• _PROBLEM TO WORK ON_
The entries below are to be repeated exactly as they stand.

• _RECORDED DATA_
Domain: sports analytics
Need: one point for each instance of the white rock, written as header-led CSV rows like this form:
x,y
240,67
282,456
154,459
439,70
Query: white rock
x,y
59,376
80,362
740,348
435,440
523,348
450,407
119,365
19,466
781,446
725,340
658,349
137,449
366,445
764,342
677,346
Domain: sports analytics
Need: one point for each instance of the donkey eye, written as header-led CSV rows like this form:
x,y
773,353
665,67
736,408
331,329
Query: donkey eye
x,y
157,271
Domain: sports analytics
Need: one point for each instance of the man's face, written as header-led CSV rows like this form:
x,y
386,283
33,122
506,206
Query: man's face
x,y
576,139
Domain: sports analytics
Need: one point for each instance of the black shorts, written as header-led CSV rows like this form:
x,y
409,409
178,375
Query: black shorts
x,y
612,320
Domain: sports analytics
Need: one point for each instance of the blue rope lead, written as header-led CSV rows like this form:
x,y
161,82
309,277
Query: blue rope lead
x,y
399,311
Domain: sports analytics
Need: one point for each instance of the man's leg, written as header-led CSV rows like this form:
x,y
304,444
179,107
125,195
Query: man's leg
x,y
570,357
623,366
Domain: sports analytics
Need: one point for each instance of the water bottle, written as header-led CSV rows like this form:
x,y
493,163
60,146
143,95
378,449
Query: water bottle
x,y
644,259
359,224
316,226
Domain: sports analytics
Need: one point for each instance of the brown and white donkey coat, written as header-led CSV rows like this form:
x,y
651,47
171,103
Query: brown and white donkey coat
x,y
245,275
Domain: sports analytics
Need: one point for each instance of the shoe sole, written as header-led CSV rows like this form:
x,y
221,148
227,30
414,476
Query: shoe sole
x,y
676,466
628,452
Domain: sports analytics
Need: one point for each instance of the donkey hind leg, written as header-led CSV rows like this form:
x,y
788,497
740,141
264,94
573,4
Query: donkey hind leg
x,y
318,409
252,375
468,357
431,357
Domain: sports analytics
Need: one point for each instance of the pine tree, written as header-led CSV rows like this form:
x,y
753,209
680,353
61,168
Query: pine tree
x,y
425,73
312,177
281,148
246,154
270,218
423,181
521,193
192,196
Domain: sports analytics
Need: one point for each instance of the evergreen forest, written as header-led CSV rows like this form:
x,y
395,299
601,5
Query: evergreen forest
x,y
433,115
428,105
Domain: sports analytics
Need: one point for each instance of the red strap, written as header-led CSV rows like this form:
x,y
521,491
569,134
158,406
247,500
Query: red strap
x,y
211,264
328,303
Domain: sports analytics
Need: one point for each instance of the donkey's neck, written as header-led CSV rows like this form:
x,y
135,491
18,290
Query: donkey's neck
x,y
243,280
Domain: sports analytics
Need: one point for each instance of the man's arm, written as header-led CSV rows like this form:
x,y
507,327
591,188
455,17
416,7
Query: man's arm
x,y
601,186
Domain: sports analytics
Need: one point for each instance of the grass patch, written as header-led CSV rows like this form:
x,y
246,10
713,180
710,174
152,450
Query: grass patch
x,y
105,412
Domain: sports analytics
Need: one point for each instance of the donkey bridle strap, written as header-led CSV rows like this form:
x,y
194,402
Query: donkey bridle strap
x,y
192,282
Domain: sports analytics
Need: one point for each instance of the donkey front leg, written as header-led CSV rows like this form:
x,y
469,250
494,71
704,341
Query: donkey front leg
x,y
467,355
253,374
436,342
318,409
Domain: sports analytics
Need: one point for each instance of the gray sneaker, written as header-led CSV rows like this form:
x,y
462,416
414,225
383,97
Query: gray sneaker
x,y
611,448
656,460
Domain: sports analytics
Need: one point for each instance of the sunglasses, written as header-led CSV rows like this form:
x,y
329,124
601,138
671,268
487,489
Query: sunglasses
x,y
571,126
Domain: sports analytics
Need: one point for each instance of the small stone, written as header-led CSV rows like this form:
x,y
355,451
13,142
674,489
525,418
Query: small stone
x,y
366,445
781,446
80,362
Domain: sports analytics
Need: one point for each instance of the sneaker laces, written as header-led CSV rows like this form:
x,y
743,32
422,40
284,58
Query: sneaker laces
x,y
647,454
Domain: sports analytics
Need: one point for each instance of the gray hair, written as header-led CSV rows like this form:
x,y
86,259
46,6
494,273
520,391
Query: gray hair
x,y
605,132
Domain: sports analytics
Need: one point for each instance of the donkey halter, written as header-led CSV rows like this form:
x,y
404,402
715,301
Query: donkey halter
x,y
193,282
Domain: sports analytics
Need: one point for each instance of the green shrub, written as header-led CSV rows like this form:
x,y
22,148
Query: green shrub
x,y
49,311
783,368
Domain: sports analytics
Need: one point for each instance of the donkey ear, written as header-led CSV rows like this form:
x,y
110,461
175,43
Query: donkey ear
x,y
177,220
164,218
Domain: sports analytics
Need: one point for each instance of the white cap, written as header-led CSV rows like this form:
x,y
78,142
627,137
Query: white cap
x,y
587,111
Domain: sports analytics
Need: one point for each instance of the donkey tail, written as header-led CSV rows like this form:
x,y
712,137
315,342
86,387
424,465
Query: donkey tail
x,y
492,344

• _REPLY TO THE EXERCISE_
Domain: sports analytics
Need: one point for each instance of the white rock, written as header-led CSV rows like this form:
x,y
240,67
282,456
154,459
439,70
Query: white rock
x,y
59,376
80,362
740,348
435,440
523,348
450,407
119,365
19,466
781,446
725,340
658,349
137,449
366,445
764,342
677,346
Domain: sports analytics
Need: one point for each instance of the donkey eye, written as header-led CSV rows like this form:
x,y
773,353
665,67
736,408
331,329
Query: donkey eye
x,y
157,271
Domain: sports analytics
Need: one point for each instance of the man's face, written as header-led CSV rows like this form:
x,y
386,283
33,122
506,206
Query: man's face
x,y
576,139
Domain: sports analytics
Need: one point for each instance of the black shorts, written as header-led CSV rows like this form:
x,y
409,409
178,375
Query: black shorts
x,y
612,320
Domain: sports analytics
Need: one point for each instance of the blue rope lead, written as header-led CSV rows like this form:
x,y
161,82
309,277
Query: blue rope lead
x,y
399,311
Domain: sports analytics
Need: one point for each instance of the man's leg, written as header-led CSV rows like this form:
x,y
304,444
179,107
125,195
Query: man's leg
x,y
570,357
623,366
Domain: sports analytics
Need: one point for each instance of the water bottle, written as header-led CSV rows like this form:
x,y
493,163
60,146
143,95
378,449
Query: water bottle
x,y
644,259
359,224
316,226
Domain: sports analytics
Need: one point for each instance of the brown and white donkey coat, written as header-led CSV rows like this form:
x,y
651,47
171,103
Query: brown and white donkey coat
x,y
245,275
Domain: sports analytics
Need: one point for each instance of the shoe sole, written as header-led CSV rows like this form:
x,y
221,148
227,30
414,476
Query: shoe sole
x,y
676,466
628,452
Domain: sports analytics
Need: one point for each instance of the donkey hind leg, written as header-led CSV rows like this form:
x,y
788,497
740,141
264,94
573,4
Query: donkey hind leg
x,y
318,409
252,375
468,357
431,357
Domain: sports analytics
Need: one point for each instance of the pine tree, written as header-led CSV rows like this form:
x,y
753,209
680,353
61,168
Query: pine tree
x,y
425,73
312,177
281,148
246,154
270,218
423,181
521,193
192,196
Domain: sports analytics
Need: one point for each instance of the evergreen forest, written as header-led CSV rows like this form:
x,y
395,299
601,5
Query: evergreen forest
x,y
433,115
428,105
Domain: sports analytics
Need: one point for each instance of the red strap, written as header-led CSV rows like this form:
x,y
521,491
569,134
158,406
247,500
Query: red strap
x,y
211,264
328,303
Domain: sports analytics
Need: one point for each instance of the donkey's neck, written as header-led CSV rows like this form:
x,y
135,491
18,290
Query: donkey's neck
x,y
243,280
Domain: sports analytics
Need: one point for each instance of the man's arm, written as header-led CSV rows like this form:
x,y
507,327
591,188
455,17
416,7
Query: man's arm
x,y
601,186
Domain: sports analytics
Need: one point for each instance of the grass patch, written as header-led CSV rows like this form:
x,y
246,10
713,180
710,174
152,450
Query: grass patch
x,y
105,412
Domain: sports analytics
Need: one point for each instance of the donkey bridle strap, written as header-led CSV rows like this form:
x,y
194,402
Query: donkey bridle strap
x,y
192,282
Domain: sports analytics
Need: one point for each instance of the donkey front leg, written as header-led CSV rows like this form:
x,y
469,250
494,71
704,341
Query: donkey front leg
x,y
467,355
253,374
436,342
318,409
Domain: sports analytics
Need: one point for each instance of the gray sneaker, written as header-led CSV rows like this form:
x,y
462,416
414,225
383,97
Query: gray sneaker
x,y
611,448
656,460
Domain: sports analytics
Need: one point for each instance of the sunglasses, written as header-led CSV rows like this form:
x,y
329,124
601,138
671,268
487,489
Query: sunglasses
x,y
571,126
Domain: sports analytics
Need: one point for each instance of the small stone, written as header-led CSV rows like this form:
x,y
355,451
13,142
674,489
525,418
Query: small stone
x,y
366,445
781,446
80,362
Domain: sports analytics
Need: one point for each instance of the sneaker laces, written as header-led CSV rows like this form:
x,y
743,32
422,40
284,58
Query: sneaker laces
x,y
647,454
Domain: sports analytics
Need: one point for each instance of the gray hair, written as header-led CSV rows like this form:
x,y
86,259
46,6
494,273
520,391
Query: gray hair
x,y
605,132
Domain: sports analytics
Need: one point for each instance of the donkey halter, written as header-led CSV rows like this form:
x,y
404,402
715,301
Query: donkey halter
x,y
193,282
Domain: sports analytics
Need: one point for each instance of the green shrub, written as header-led CSV rows like this form:
x,y
22,148
Query: green shrub
x,y
49,311
783,368
Domain: sports analytics
Need: one point for each instance of the donkey ear, written as header-led CSV rows like this form:
x,y
110,461
175,43
Query: donkey ear
x,y
177,220
164,218
Domain: sports analytics
Need: one point for each instance of the white cap, written as header-led CSV rows like this form:
x,y
78,142
627,137
Query: white cap
x,y
587,111
Domain: sports analytics
Need: one point for each instance of the donkey tail, written as header-led CSV rows like this form:
x,y
712,137
315,342
86,387
424,465
Query: donkey tail
x,y
492,344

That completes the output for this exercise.